PAGE:
** begin **

In case the cone $Q_0$ is a pair of merging planes coinciding with the plane $T_0$ (for $m_0=0$), the space with the improper plane $T_0$ is called the semi-Euclidean space $R_n^{m_1\dots m_{r-1}}$.

The distance between two points $X$ and $Y$ is defined according to the position of the straight line $XY$ with respect to the planes $T_0,\dots,T_{r-1}$. If, in particular, the line $XY$ does not intersect the plane $T_0$, then the distance between the points $X$ and $Y$ is defined in terms of the scalar product, analogously to the distance in a quasi-elliptic space. If, however, the line $XY$ intersects the plane $T_0$ but does not intersect the plane $T_1$, or intersects the plane $T_{a-1}$ but does not intersect the plane $T_a$, the distance between the points is defined using the scalar square of the difference of the corresponding vectors of the points $X$ and $Y$.

According to the position with respect to the planes of the absolute in a semi-elliptic space, one distinguishes four types of straight lines.

The angles between planes in a semi-elliptic space are defined analogously to angles between planes in a quasi-elliptic space, that is, by using distances in the dual space.

A projective metric in a semi-elliptic space is a metric of a very general type. A particular case of the metric in a semi-elliptic space is, for example, the metric of a quasi-elliptic space. In particular, the $2$-plane $S_2^0$ coincides with the Euclidean and $S_2^1$ with the co-Euclidean plane; the $3$-space $S_3^1$ with the quasi-elliptic and $S_3^0$ with the Euclidean $3$-space; the $3$-space $S_3^{01}$ is Galilean, $S_3^{012}$ is a flag space, etc. The $3$-space $S_3^{12}$ corresponds by the duality principle to the Galilean $3$-space $\Gamma_3$ and is called the co-Galilean space. (The absolute of a co-Galilean space consists of a pair of imaginary planes (the cone $Q_0$) and a point $T_1$ on the straight line $T_0$ of intersection of these planes.)

** end **

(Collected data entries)

** begin **

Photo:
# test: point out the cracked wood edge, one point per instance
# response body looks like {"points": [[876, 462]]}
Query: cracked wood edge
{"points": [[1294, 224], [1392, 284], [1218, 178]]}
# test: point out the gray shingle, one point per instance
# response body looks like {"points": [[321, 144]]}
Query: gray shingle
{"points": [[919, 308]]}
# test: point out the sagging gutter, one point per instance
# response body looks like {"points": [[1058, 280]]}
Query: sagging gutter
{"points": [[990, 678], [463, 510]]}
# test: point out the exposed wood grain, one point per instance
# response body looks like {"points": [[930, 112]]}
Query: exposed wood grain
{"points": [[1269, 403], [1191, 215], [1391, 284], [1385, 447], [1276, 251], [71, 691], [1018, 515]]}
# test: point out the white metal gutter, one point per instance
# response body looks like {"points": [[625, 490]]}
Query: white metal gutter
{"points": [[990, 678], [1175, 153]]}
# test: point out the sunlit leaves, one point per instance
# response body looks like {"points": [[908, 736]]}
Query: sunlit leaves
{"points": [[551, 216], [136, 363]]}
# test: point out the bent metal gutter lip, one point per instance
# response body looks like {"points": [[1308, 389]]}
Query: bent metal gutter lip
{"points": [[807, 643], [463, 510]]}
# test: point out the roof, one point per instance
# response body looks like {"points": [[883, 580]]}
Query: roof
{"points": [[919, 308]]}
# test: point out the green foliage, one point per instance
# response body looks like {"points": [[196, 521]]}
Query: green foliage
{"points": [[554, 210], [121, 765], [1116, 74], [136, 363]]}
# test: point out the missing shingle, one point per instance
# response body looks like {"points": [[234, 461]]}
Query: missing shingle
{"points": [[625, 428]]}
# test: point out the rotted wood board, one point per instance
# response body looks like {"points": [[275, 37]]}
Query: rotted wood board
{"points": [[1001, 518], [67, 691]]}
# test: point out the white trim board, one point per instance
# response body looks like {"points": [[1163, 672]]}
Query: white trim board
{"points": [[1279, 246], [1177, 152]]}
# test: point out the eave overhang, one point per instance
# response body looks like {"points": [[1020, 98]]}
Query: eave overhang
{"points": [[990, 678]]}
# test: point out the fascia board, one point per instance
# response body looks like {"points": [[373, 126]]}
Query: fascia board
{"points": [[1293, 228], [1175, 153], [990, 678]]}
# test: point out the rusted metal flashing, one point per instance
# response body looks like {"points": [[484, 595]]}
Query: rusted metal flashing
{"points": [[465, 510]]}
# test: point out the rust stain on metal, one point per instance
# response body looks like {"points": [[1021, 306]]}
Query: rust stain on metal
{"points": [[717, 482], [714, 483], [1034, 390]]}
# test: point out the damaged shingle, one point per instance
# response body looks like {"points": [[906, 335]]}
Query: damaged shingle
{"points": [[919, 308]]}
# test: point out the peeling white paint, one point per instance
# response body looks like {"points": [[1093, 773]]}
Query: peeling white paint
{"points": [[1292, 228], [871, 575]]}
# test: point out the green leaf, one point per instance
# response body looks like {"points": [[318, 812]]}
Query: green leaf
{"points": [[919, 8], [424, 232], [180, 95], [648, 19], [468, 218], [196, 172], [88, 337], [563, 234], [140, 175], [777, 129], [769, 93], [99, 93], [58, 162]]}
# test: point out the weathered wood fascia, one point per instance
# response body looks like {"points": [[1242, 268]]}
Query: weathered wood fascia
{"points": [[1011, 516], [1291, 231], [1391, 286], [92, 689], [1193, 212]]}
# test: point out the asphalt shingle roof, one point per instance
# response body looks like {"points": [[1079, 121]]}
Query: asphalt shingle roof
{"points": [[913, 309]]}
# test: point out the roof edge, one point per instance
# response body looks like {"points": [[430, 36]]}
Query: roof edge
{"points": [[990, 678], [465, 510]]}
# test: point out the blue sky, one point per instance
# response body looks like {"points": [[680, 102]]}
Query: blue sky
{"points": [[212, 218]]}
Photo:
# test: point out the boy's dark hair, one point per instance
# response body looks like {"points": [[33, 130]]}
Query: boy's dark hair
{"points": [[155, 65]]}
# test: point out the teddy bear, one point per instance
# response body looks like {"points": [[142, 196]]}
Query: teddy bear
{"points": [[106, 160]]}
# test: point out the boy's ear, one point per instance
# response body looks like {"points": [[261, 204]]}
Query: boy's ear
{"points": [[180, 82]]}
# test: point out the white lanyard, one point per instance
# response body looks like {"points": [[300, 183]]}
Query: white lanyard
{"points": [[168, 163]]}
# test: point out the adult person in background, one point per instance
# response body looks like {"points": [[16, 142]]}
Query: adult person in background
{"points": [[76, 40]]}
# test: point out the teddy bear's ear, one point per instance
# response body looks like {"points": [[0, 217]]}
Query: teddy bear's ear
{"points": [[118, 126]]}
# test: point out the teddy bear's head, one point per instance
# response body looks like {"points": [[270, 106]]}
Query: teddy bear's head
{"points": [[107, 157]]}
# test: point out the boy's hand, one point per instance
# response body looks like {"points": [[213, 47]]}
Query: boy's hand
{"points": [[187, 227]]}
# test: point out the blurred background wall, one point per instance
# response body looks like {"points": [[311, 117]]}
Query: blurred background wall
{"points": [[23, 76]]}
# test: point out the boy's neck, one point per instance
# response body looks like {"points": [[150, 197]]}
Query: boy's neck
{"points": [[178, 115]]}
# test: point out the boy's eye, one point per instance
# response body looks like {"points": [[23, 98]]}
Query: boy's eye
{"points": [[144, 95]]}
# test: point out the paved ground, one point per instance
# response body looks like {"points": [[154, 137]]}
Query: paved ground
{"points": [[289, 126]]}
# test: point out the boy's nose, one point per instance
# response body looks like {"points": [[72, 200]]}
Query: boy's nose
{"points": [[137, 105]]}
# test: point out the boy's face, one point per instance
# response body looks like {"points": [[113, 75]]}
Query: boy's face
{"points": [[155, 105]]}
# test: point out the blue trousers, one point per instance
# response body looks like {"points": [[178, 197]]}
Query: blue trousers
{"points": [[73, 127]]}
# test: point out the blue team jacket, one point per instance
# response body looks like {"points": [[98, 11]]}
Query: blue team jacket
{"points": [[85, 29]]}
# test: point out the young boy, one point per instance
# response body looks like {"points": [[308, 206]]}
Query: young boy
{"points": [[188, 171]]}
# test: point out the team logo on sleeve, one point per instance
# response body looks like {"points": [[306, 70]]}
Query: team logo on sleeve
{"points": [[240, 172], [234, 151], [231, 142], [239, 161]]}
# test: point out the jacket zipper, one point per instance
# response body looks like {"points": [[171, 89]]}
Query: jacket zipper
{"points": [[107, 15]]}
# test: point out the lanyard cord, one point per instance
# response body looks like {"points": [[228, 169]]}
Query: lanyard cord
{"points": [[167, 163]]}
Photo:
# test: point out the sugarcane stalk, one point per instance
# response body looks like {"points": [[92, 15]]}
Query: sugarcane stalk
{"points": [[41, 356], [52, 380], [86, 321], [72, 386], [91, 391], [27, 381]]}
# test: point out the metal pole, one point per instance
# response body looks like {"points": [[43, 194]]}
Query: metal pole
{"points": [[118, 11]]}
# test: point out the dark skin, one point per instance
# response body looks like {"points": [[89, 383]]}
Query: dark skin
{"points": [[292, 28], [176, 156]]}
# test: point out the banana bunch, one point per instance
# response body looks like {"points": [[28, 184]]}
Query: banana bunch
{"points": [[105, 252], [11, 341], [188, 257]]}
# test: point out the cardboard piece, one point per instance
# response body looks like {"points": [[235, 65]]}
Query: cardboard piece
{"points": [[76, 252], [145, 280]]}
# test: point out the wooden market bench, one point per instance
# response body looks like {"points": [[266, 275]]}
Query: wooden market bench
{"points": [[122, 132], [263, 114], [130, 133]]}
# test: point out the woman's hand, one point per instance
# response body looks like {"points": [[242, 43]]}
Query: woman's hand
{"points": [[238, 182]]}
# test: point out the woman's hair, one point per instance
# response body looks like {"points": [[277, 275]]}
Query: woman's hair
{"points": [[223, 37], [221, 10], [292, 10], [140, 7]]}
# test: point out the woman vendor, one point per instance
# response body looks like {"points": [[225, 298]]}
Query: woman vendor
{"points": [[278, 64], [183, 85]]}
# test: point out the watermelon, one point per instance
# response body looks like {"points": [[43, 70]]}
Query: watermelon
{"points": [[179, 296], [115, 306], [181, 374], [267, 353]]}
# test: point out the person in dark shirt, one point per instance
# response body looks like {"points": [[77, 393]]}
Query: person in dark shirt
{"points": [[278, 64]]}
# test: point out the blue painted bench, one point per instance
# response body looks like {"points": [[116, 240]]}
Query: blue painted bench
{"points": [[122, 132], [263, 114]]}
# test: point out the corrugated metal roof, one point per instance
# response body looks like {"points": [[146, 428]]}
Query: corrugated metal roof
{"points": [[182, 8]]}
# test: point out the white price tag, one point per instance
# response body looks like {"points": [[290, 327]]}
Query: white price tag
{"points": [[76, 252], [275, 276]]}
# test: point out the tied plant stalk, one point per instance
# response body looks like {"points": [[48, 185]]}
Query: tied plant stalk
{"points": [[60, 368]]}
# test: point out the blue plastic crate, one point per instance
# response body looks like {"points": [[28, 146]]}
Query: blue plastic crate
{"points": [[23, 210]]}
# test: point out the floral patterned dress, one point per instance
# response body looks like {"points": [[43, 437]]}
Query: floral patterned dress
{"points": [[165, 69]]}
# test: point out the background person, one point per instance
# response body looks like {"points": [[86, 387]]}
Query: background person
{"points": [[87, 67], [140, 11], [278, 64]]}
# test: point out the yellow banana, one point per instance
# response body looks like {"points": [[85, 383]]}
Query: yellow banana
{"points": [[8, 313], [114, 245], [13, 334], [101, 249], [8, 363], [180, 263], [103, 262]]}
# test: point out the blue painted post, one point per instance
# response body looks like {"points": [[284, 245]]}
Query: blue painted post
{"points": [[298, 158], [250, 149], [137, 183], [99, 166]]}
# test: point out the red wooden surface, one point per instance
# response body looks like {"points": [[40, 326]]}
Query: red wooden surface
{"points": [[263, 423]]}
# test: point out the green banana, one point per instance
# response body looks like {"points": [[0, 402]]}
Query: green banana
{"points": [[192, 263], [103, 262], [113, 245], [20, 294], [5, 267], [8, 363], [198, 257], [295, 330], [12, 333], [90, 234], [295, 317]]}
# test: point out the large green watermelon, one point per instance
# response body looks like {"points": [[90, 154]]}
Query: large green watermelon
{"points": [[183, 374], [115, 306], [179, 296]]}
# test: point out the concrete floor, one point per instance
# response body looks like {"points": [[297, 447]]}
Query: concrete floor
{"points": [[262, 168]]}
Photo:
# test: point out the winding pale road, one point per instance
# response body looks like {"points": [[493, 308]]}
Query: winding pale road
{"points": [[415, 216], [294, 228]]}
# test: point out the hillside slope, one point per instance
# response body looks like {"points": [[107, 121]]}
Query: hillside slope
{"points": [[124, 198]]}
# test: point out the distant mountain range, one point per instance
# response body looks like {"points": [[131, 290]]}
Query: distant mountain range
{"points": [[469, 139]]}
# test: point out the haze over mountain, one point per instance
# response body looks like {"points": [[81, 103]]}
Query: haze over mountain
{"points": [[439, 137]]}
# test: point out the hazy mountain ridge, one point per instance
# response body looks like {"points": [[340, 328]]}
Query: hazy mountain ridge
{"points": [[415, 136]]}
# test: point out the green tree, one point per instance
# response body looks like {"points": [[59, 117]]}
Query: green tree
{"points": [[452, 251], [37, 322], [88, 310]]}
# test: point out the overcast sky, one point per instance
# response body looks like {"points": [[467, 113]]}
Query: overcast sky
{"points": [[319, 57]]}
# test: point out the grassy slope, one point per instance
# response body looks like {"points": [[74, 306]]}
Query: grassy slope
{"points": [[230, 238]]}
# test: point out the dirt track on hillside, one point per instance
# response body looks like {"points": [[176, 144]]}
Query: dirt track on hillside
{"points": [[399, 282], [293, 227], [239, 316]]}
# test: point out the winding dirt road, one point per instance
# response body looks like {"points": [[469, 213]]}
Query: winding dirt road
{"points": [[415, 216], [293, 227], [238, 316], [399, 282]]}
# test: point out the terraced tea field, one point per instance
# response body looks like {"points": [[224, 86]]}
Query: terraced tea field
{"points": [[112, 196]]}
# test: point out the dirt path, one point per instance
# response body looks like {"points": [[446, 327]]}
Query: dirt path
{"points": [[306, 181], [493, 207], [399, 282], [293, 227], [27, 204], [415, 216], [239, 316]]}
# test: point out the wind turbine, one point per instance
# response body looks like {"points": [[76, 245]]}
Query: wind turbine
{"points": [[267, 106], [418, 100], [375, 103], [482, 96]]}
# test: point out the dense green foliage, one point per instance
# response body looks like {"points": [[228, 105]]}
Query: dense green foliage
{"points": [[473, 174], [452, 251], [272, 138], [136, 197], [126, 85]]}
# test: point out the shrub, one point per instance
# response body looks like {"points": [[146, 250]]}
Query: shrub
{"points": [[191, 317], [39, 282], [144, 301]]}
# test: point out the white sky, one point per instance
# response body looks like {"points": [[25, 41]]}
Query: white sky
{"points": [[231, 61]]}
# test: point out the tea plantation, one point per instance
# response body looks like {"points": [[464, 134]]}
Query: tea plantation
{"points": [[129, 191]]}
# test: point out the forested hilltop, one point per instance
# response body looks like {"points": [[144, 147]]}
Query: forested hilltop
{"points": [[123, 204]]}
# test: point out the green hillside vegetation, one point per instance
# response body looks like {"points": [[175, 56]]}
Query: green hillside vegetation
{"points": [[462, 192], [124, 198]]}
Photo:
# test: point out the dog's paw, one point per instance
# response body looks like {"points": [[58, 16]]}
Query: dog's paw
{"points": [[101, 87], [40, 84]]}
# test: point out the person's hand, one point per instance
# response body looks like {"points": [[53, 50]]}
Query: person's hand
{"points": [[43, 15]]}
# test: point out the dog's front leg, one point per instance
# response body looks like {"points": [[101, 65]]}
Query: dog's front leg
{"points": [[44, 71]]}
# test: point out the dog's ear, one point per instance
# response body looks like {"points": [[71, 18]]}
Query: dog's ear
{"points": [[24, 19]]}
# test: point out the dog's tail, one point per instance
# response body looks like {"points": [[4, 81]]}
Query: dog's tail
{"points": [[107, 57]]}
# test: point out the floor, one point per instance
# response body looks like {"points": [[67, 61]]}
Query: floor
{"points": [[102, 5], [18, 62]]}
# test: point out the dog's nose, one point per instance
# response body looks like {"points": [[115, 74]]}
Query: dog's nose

** end **

REQUIRED TASK 1:
Please rewrite the passage on semi-elliptic spaces, starting with "In case the" and going on through "points $X$ and $Y$.", with "scalar product" changed to "inner product".
REQUIRED TASK 2:
According to the passage on semi-elliptic spaces, how many types of straight lines are distinguished by their position with respect to the planes of the absolute?

FINAL RESULT 1:
In case the cone $Q_0$ is a pair of merging planes coinciding with the plane $T_0$ (for $m_0=0$), the space with the improper plane $T_0$ is called the semi-Euclidean space $R_n^{m_1\dots m_{r-1}}$.

The distance between two points $X$ and $Y$ is defined according to the position of the straight line $XY$ with respect to the planes $T_0,\dots,T_{r-1}$. If, in particular, the line $XY$ does not intersect the plane $T_0$, then the distance between the points $X$ and $Y$ is defined in terms of the inner product, analogously to the distance in a quasi-elliptic space. If, however, the line $XY$ intersects the plane $T_0$ but does not intersect the plane $T_1$, or intersects the plane $T_{a-1}$ but does not intersect the plane $T_a$, the distance between the points is defined using the scalar square of the difference of the corresponding vectors of the points $X$ and $Y$.

FINAL RESULT 2:
Four.